━━ Excerpted records
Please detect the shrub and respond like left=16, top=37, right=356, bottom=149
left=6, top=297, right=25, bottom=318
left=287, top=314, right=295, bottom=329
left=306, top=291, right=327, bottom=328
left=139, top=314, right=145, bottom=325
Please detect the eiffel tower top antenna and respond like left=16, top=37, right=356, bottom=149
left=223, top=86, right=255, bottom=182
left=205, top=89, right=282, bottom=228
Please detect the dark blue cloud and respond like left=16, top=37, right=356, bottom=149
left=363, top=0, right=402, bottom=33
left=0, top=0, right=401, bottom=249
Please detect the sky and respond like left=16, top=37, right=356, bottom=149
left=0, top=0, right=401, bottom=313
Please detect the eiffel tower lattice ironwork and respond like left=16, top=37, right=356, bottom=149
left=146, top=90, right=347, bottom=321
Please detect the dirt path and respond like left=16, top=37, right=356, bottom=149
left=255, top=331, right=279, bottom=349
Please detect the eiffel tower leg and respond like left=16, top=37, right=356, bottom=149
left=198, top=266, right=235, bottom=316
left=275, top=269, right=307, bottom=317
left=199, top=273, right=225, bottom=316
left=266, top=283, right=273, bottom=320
━━━━
Type out the whole of the data again, exactly as shown.

(Task answer):
Please detect the shrub and respond like left=16, top=37, right=356, bottom=149
left=6, top=297, right=25, bottom=318
left=287, top=314, right=295, bottom=329
left=306, top=291, right=327, bottom=328
left=139, top=314, right=145, bottom=325
Please detect the eiffel tower top antenna and respond like left=16, top=37, right=356, bottom=149
left=223, top=86, right=255, bottom=182
left=205, top=89, right=282, bottom=228
Please detect the dark blue cloud and respond like left=16, top=37, right=356, bottom=149
left=363, top=0, right=402, bottom=33
left=0, top=0, right=401, bottom=249
Please detect the sky and respond like left=16, top=37, right=356, bottom=149
left=0, top=0, right=401, bottom=313
Please detect the eiffel tower lattice ironwork and respond like left=16, top=37, right=356, bottom=149
left=146, top=90, right=347, bottom=321
Please detect the dirt path and respond like left=16, top=37, right=356, bottom=149
left=255, top=331, right=279, bottom=349
Please detect the eiffel tower leg and respond like left=16, top=37, right=356, bottom=149
left=198, top=266, right=235, bottom=316
left=275, top=269, right=307, bottom=317
left=199, top=273, right=225, bottom=316
left=266, top=283, right=273, bottom=320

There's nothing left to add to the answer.